* Problems to work on
• a. Answer these questions from the passage on scholasticism:
(i) Instead of appealing to authority to establish a position, what did Anselm of Canterbury use?
(ii) After which 12th-century event did Spain open even further for Christian scholars?
(iii) Which centuries are generally seen as the high period of scholasticism?
• b. Carry the passage on scholasticism forward, starting after its last sentence.

* Extract provided
begin

The other three founders of scholasticism were the 11th century scholars Peter Abelard, Archbishop Lanfranc of Canterbury and Archbishop Anselm of Canterbury.[4] Anselm is sometimes misleadingly called the "Father of scholasticism," owing to the prominence accorded to reason in his theology. Rather than establish a position by appeal to authority, he used argument to demonstrate why what he believed on authority must be so.
The period also saw the beginning of the 'discovery' of many Greek works which had been lost to the Latin West. As early as the 10th century, scholars in Spain had begun to gather translated texts, and in the latter half of that century began transmitting them to the rest of Europe.[5] After the Reconquista of the 12th century, however, Spain opened even further for Christian scholars, who were now able to work in 'friendly' religious territory.[6] As these Europeans encountered Islamic philosophy, they opened a wealth of Arab knowledge of mathematics and astronomy.[7][citation needed]
At the same time Anselm of Laon systematised the production of the gloss on Scripture, followed by the rise to prominence of dialectic (the middle subject of the medieval trivium) in the work of Abelard, and the production by Peter Lombard of a collection of Sentences or opinions of the Church Fathers and other authorities.
[edit]High Scholasticism
The 13th and early 14th centuries are generally seen as the high period of scholasticism. The early 13th century witnessed the culmination of the recovery of Greek philosophy. Schools of translation grew up in Italy and Sicily, and eventually in the rest of Europe. Scholars such as Adelard of Bath travelled to Sicily and the Arab world, translating works on astronomy and mathematics, including the first complete translation of Euclids Elements.[8] Powerful Norman kings gathered men of knowledge from Italy and other areas into their courts as a sign of their prestige.[9] William of Moerbeke's translations and editions of Greek philosophical texts in the middle half of the thirteenth century helped in forming a clearer picture of Greek philosophy, and particularly of Aristotle, than was given by the Arabic versions they had previously relied on, and which had distorted or obscured the relation between Platonic and Aristotelian systems of philosophy.[10] His work formed the basis of the major commentaries that followed.

end

Pointing records:
begin

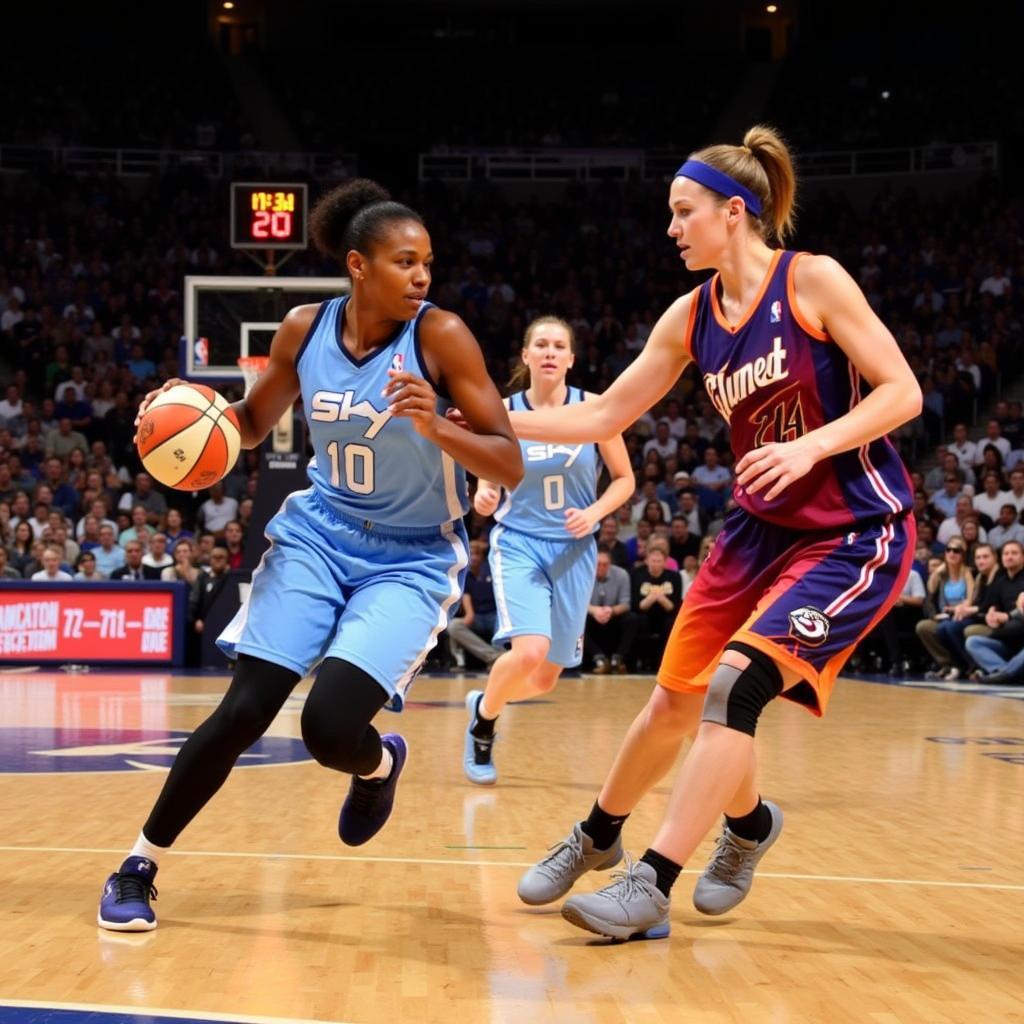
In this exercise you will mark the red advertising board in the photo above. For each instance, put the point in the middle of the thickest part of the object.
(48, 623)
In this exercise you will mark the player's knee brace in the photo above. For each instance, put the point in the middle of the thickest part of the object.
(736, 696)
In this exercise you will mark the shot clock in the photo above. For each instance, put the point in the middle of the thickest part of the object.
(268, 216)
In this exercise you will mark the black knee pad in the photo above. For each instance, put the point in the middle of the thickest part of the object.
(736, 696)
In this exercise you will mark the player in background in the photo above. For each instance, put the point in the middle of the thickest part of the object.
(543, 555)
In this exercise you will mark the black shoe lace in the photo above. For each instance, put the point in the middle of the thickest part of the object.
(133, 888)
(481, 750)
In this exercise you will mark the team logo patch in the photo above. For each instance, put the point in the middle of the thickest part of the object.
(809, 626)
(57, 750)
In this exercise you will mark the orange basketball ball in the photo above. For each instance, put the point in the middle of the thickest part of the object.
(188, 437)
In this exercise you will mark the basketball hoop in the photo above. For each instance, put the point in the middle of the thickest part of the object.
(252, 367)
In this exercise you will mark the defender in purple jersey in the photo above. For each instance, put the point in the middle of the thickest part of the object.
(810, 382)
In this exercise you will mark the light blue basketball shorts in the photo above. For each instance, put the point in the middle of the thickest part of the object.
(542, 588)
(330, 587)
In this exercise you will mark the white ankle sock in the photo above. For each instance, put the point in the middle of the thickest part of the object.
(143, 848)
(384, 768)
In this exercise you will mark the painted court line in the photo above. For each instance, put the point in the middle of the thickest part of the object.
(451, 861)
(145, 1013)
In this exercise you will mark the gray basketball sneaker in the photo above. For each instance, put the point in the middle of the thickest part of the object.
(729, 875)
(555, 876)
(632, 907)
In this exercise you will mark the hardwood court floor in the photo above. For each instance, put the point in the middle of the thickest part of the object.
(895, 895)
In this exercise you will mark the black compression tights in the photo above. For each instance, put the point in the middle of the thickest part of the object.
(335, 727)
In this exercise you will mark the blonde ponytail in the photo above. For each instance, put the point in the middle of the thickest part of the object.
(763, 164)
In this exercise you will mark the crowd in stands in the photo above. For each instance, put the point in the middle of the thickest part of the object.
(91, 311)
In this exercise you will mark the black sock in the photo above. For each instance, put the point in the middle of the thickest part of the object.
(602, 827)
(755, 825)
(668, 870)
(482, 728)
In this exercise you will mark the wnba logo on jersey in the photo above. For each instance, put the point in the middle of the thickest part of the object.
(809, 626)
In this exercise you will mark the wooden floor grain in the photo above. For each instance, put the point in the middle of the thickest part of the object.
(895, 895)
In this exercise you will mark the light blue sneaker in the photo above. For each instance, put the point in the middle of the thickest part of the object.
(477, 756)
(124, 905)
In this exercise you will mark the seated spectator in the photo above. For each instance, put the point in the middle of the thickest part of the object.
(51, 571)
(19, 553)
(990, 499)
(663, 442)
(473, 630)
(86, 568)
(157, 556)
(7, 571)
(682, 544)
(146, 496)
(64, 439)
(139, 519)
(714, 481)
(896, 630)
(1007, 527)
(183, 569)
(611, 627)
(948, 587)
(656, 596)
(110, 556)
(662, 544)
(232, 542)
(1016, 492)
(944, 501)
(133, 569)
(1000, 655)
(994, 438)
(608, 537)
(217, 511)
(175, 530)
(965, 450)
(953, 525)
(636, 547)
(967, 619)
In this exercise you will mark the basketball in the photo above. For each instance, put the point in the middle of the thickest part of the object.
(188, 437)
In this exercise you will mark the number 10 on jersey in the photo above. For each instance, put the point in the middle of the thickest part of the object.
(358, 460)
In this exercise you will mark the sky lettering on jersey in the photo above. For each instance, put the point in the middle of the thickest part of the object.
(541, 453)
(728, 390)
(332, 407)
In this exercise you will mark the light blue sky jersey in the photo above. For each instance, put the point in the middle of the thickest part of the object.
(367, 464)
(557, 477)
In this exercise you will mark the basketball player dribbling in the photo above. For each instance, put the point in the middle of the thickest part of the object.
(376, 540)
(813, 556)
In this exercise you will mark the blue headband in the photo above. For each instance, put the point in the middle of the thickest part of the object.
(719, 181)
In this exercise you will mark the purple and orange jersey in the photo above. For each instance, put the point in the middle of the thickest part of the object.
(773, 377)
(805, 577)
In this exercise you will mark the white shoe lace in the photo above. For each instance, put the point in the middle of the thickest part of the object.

end

* Final answers
• a.
(i) He used argument to demonstrate why what he believed on authority must be so.
(ii) The Reconquista.
(iii) The 13th and early 14th centuries.

• b.
The universities developed in the large cities of Europe during this period, and rival clerical orders within the church began to battle for political and intellectual control over these centers of educational life. The two main orders founded in this period were the Franciscans and the Dominicans. The Franciscans were founded by Francis of Assisi in 1209. Their leader in the middle of the century was Bonaventure, a traditionalist who defended the theology of Augustine and the philosophy of Plato, incorporating only a little of Aristotle in with the more neoplatonist elements. Following Anselm, Bonaventure supposed that reason can only discover truth when philosophy is illuminated by religious faith. Other important Franciscan writers were Duns Scotus, Peter Auriol and William of Ockham.
By contrast, the Dominican order, founded by St Dominic in 1215 placed more emphasis on the use of reason and made extensive use of the new Aristotelian sources derived from the East, and Moorish Spain. The great representatives of Dominican thinking in this period were Albertus Magnus and (especially) Thomas Aquinas, whose artful[citation needed] synthesis of Greek rationalism and Christian doctrine eventually came to define Catholic philosophy. Aquinas placed more emphasis on reason and argumentation, and was one of the first to use the new translation of Aristotle's metaphysical and epistemological writing. This was a significant departure from the Neoplatonic and Augustinian thinking that had dominated much of early scholasticism. Aquinas showed how it was possible to incorporate much of the philosophy of Aristotle without falling into the "errors" of the Commentator Averroes.
Scholastic schools had two methods of teaching. The first was the lectio: a teacher would read a text, expounding on certain words and ideas, but no questions were permitted; it was a simple reading of a text: instructors explained, and students listened in silence.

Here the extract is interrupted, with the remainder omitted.